▸ **Records for this task**

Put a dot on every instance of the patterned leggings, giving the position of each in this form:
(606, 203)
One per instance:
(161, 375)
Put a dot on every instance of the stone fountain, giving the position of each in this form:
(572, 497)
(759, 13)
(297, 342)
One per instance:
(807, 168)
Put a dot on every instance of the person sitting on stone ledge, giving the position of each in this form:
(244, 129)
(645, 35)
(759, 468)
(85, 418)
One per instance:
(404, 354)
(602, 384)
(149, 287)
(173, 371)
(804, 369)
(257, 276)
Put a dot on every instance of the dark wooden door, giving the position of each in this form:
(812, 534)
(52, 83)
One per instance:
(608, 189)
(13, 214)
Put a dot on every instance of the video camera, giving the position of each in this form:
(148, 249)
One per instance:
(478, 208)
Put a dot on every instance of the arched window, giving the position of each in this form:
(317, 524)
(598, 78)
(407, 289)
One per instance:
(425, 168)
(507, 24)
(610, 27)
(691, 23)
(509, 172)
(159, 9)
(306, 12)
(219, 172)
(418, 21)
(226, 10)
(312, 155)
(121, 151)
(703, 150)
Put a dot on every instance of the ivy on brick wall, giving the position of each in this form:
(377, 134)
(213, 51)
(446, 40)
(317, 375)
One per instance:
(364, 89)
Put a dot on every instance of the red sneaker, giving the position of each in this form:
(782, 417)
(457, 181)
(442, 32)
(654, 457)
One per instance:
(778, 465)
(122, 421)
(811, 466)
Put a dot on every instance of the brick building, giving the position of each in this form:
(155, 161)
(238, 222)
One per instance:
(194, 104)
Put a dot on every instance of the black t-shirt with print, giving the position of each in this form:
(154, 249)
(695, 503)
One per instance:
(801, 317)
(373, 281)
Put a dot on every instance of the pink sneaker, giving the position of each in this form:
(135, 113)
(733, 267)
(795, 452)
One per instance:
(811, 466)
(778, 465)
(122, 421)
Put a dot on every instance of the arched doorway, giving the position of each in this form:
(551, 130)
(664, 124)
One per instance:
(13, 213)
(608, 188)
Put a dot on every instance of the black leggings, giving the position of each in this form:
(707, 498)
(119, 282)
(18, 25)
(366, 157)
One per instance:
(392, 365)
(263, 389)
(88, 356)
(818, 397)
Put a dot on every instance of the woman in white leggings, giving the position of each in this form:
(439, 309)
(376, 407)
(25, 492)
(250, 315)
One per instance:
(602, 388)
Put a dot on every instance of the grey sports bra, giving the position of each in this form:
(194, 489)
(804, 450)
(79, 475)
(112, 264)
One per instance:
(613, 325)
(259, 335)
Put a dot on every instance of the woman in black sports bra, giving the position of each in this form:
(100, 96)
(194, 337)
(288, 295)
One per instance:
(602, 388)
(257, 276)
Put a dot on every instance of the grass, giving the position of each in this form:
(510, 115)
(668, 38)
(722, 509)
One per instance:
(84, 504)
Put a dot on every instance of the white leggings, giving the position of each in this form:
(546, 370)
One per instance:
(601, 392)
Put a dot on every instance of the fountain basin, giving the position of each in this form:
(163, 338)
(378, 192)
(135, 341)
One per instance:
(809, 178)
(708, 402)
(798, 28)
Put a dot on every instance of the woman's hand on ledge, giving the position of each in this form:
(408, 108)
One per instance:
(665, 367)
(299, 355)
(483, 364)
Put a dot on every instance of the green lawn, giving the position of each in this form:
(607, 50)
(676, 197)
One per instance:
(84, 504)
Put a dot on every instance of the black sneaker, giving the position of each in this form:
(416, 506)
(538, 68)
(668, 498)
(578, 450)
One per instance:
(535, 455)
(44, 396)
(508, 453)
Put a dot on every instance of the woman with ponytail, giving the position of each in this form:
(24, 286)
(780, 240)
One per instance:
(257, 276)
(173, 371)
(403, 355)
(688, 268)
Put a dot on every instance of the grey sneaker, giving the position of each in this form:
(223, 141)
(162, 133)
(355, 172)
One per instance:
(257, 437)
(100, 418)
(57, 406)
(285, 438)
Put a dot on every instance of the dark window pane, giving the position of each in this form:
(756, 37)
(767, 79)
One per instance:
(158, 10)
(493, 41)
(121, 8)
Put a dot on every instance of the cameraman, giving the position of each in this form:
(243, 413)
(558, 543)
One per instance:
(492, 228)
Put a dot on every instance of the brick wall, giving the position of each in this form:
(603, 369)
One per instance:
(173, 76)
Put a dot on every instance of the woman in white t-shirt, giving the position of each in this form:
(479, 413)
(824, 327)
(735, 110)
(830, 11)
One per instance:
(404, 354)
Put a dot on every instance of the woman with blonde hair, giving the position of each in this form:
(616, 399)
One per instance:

▸ **How to complete this task**
An exact copy of every record above is required.

▸ **Response for this exercise**
Put a dot on every instance of the patterned leggings, giving the position of each in this form:
(606, 203)
One per instance:
(161, 375)
Put a dot on every instance of the stone fountain, giving the position of each in this form:
(572, 497)
(759, 13)
(297, 342)
One per instance:
(807, 168)
Put a dot on every instance of the person sitting on stone ledge, giving the position of each in this form:
(244, 129)
(645, 35)
(759, 468)
(85, 418)
One per instance:
(404, 354)
(602, 384)
(149, 287)
(173, 371)
(804, 369)
(257, 276)
Put a dot on every instance of the dark wooden door, giving the position of each in this form:
(812, 534)
(52, 83)
One per instance:
(608, 189)
(13, 214)
Put a dot on every instance of the video camera, giving the position of each in this form:
(148, 249)
One per instance:
(478, 208)
Put a dot on every instance of the arched window, giving the position of each in this form:
(317, 524)
(598, 78)
(407, 289)
One per instance:
(425, 168)
(507, 24)
(610, 27)
(691, 23)
(509, 172)
(159, 9)
(306, 12)
(219, 172)
(418, 21)
(226, 10)
(312, 155)
(121, 151)
(703, 150)
Put a dot on every instance of the ivy on brick wall, giving the position of each in this form:
(377, 134)
(213, 51)
(446, 40)
(317, 375)
One per instance:
(364, 89)
Put a dot on every instance of the red sneaker, giving the position of each in this form:
(782, 417)
(457, 181)
(442, 32)
(654, 457)
One per instance:
(778, 465)
(122, 421)
(811, 466)
Put a dot on every instance of the brick building, giving the position of each in this form:
(155, 161)
(238, 222)
One per instance:
(194, 104)
Put a dot on every instance of the black t-shirt with print, giving the position of each in this form:
(154, 249)
(695, 503)
One per instance:
(801, 317)
(373, 281)
Put a dot on every instance of the pink sneaker, giving the position of each in this form:
(135, 113)
(733, 267)
(795, 452)
One per instance:
(811, 466)
(778, 465)
(122, 421)
Put a dot on every instance of the arched doorway, giving the position of each in this form:
(551, 130)
(664, 124)
One per instance:
(13, 213)
(608, 188)
Put a dot on every instance of the black leggings, giving the position of each in this form:
(707, 498)
(119, 282)
(18, 25)
(366, 157)
One per instance:
(392, 365)
(263, 389)
(88, 356)
(818, 397)
Put a dot on every instance of the woman in white leggings, giving the position of each in this form:
(439, 309)
(376, 407)
(25, 492)
(250, 315)
One per instance:
(602, 388)
Put a dot on every instance of the grey sports bra, giving the position of each in this form:
(194, 489)
(804, 450)
(79, 475)
(112, 264)
One per instance:
(613, 325)
(259, 335)
Put a dot on every instance of the woman in black sports bra, giving the position of each in this form:
(100, 96)
(194, 337)
(288, 295)
One per instance:
(602, 388)
(257, 276)
Put a dot on every instance of the grass, giving the position of each in this form:
(510, 115)
(668, 38)
(722, 509)
One per instance:
(84, 504)
Put a dot on every instance of the white leggings, giving the position of each in this form:
(546, 370)
One per instance:
(601, 392)
Put a dot on every instance of the fountain basin, giving the position of each in this form:
(163, 338)
(378, 192)
(135, 341)
One per instance:
(809, 178)
(708, 402)
(798, 28)
Put a dot on every instance of the woman's hand on ledge, giving the position of each in this form:
(408, 108)
One per instance:
(665, 367)
(299, 355)
(483, 364)
Put a dot on every instance of the green lawn, giving the position of each in this form:
(607, 50)
(676, 197)
One per instance:
(84, 504)
Put a dot on every instance of the black sneaker, giving the position of each in this form:
(416, 506)
(538, 68)
(668, 498)
(578, 450)
One per instance:
(535, 455)
(44, 396)
(508, 453)
Put a dot on every instance of the woman with ponytail, giving the position of each in this form:
(24, 286)
(780, 240)
One per instance:
(257, 276)
(173, 371)
(403, 355)
(688, 268)
Put a dot on every instance of the grey sneaker, giving the position of each in this form:
(223, 141)
(162, 133)
(355, 172)
One per instance:
(257, 437)
(100, 418)
(57, 406)
(285, 438)
Put a dot on every instance of the dark window pane, giving the position of each in this form:
(756, 37)
(767, 79)
One per instance:
(158, 10)
(493, 41)
(121, 8)
Put a dot on every instance of the cameraman, giving the position of each in this form:
(243, 413)
(558, 543)
One per instance:
(492, 228)
Put a dot on every instance of the brick wall, giving the position of each in this form:
(603, 369)
One per instance:
(173, 76)
Put a dot on every instance of the woman in white t-shirt, giving the position of each in this form:
(479, 413)
(824, 327)
(735, 110)
(830, 11)
One per instance:
(404, 354)
Put a dot on every instance of the woman with blonde hair, giving the position of each in this form:
(616, 399)
One per instance:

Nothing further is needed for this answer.